■ **WRITTEN TASK 1**
Answer these questions about the excerpted text:
(a) Which type was Scala Reflection attempting to resolve the type structure for when the error occurred?
(b) Which type could not be accessed, and in which package?
(c) Which option does the message say to re-run with to see the problematic classpath?

■ **EXCERPTED TEXT**
— Start —
Calling spark.withRasterFrames triggers it too.

metasim commented 5 years ago

Caught the exception in the debugger after commenting out RF code triggering the AssertionError, and maybe (?) anything inheriting from LazyLogging has a problem? In the backtrace below, error occurred when Scala Reflection was attempting to resolve the type structure for Tile.

Screen Shot 2019-08-20 at 2 00 09 PM

Found this message on the stack in a frame further up, which makes me wonder if shading did't transform all references in all libraries:

missing or invalid dependency detected while loading class file 'geotrellis.raster.Tile'.
Could not access type LazyLogging in package com.typesafe.scalalogging,
because it (or its dependencies) are missing. Check your build definition for
missing or conflicting dependencies. (Re-run with `-Ylog-classpath` to see the problematic classpath.)
A full rebuild may help if 'geotrellis.raster.Tile' was compiled against an incompatible version of com.typesafe.scalalogging.
— End —
Stored data entries
— Start —
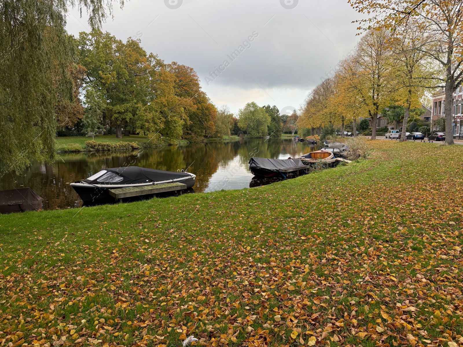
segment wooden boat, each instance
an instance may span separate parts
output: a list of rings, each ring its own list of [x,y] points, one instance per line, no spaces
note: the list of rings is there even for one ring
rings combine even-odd
[[[0,213],[42,210],[42,198],[30,188],[0,191]]]
[[[314,164],[319,162],[330,162],[334,158],[334,155],[329,151],[320,149],[305,154],[299,159],[304,163]]]
[[[86,180],[71,183],[71,186],[84,202],[97,203],[113,200],[109,194],[111,189],[172,183],[183,183],[188,188],[194,185],[196,178],[188,172],[128,166],[102,170]]]

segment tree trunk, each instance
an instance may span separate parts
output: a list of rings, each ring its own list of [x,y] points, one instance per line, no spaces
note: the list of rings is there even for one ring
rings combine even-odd
[[[371,114],[371,113],[370,113]],[[371,139],[376,140],[376,127],[378,123],[378,112],[371,115]]]
[[[103,135],[108,135],[108,130],[106,128],[106,115],[103,115]]]
[[[116,124],[116,138],[122,138],[122,124]]]
[[[400,142],[407,141],[407,124],[410,117],[410,108],[406,107],[404,110],[404,124],[402,125],[402,133],[400,134]]]
[[[447,70],[450,68],[449,67]],[[449,71],[447,71],[447,75]],[[445,143],[453,144],[453,89],[455,82],[448,79],[445,83]]]

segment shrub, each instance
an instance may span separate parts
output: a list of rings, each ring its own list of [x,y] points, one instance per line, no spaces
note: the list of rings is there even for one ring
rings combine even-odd
[[[357,160],[360,158],[366,158],[371,151],[371,148],[363,136],[350,137],[346,144],[349,146],[350,151],[347,159]]]
[[[58,137],[63,137],[65,136],[72,136],[72,133],[70,130],[58,130],[56,131],[56,136]]]
[[[83,149],[77,143],[68,143],[58,146],[56,150],[56,152],[81,152]]]
[[[108,151],[114,149],[131,149],[140,148],[137,143],[124,142],[120,141],[117,143],[110,143],[109,142],[98,142],[94,140],[86,141],[85,145],[87,148],[98,151]]]
[[[321,135],[320,135],[320,140],[322,141],[324,141],[326,138],[327,136],[334,135],[336,131],[335,131],[334,128],[332,125],[328,124],[327,125],[325,125],[323,129],[321,130]]]
[[[408,132],[414,132],[418,130],[418,124],[413,121],[408,126]]]
[[[333,142],[341,142],[343,143],[345,143],[346,139],[347,137],[341,137],[340,136],[338,136],[336,135],[328,135],[325,138],[325,141],[328,141],[329,143],[332,143]]]

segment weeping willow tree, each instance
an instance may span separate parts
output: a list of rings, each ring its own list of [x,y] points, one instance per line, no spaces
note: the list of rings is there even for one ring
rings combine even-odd
[[[122,0],[121,6],[123,5]],[[74,45],[66,14],[87,10],[99,26],[112,0],[2,0],[0,2],[0,161],[17,172],[55,155],[58,99],[73,101],[69,73]]]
— End —
■ **WRITTEN TASK 2**
Output as a numbered list everything in the stored data entries from their beginning down to the line containing "[[[0,213],[42,210],[42,198],[30,188],[0,191]]]", both ends included. Skip blank lines and leave the pictures out.

■ **TASK ANSWER 1**
(a) Tile
(b) LazyLogging, in the package com.typesafe.scalalogging
(c) `-Ylog-classpath`

■ **TASK ANSWER 2**
1. segment wooden boat, each instance
2. an instance may span separate parts
3. output: a list of rings, each ring its own list of [x,y] points, one instance per line, no spaces
4. note: the list of rings is there even for one ring
5. rings combine even-odd
6. [[[0,213],[42,210],[42,198],[30,188],[0,191]]]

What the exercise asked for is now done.